(Source records):
#####
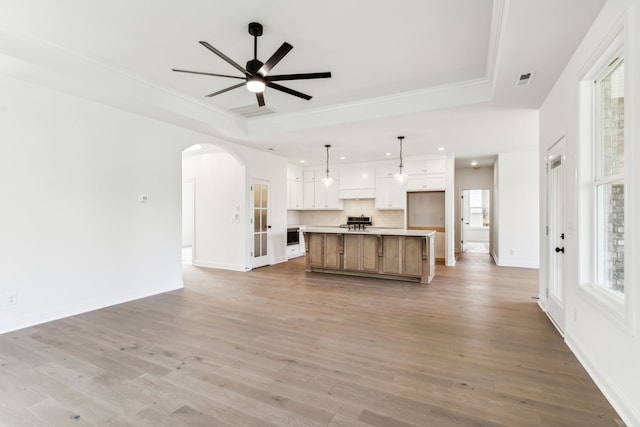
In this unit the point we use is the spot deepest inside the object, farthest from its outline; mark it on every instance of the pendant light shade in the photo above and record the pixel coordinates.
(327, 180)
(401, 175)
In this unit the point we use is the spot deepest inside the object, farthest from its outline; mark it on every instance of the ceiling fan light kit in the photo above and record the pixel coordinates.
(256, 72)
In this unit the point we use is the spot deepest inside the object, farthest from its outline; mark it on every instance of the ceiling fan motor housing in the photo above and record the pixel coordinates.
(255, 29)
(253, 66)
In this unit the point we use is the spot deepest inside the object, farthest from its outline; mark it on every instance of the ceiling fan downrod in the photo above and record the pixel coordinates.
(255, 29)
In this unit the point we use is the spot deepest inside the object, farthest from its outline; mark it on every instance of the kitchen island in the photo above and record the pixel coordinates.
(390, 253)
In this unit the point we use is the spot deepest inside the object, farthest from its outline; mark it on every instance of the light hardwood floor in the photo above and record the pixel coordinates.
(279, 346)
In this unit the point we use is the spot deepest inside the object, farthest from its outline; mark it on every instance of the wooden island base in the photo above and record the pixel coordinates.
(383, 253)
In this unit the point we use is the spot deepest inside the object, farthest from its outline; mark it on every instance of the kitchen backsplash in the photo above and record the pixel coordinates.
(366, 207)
#####
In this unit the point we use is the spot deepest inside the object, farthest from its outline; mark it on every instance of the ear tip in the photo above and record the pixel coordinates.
#####
(Task description): Show each line of the listing above that contains the word "kitchen".

(Written solution):
In this unit the point we use is the spot deepest inside the object, farthest from its outline; mark it on every instance of the kitchen island in the photo above and record the pixel coordinates.
In this unit the point we use is the spot deepest inside the object, farthest from its outline; mark it on every instance of the kitchen backsplash in the photo above and record the pixel coordinates.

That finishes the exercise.